#### Raw records
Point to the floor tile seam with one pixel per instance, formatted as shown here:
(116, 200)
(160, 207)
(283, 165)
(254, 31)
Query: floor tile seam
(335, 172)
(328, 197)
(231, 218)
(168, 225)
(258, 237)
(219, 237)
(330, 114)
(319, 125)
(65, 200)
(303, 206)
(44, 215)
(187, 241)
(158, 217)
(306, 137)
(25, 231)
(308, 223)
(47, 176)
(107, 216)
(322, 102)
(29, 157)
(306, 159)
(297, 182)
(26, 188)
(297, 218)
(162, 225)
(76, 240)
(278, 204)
########
▶ Aim of the task:
Render every row above as a numbered list, leaving out any blank lines.

▶ The reply:
1. Point to the floor tile seam with one pixel per instance, formatted as shown here:
2. (116, 200)
3. (160, 207)
4. (283, 165)
5. (254, 31)
6. Query: floor tile seam
7. (335, 172)
8. (328, 197)
9. (231, 218)
10. (168, 225)
11. (258, 237)
12. (219, 237)
13. (330, 114)
14. (319, 125)
15. (65, 200)
16. (303, 206)
17. (44, 215)
18. (187, 241)
19. (158, 217)
20. (306, 137)
21. (25, 231)
22. (308, 223)
23. (47, 176)
24. (107, 216)
25. (322, 102)
26. (29, 157)
27. (306, 159)
28. (297, 182)
29. (26, 188)
30. (297, 218)
31. (162, 225)
32. (76, 240)
33. (278, 204)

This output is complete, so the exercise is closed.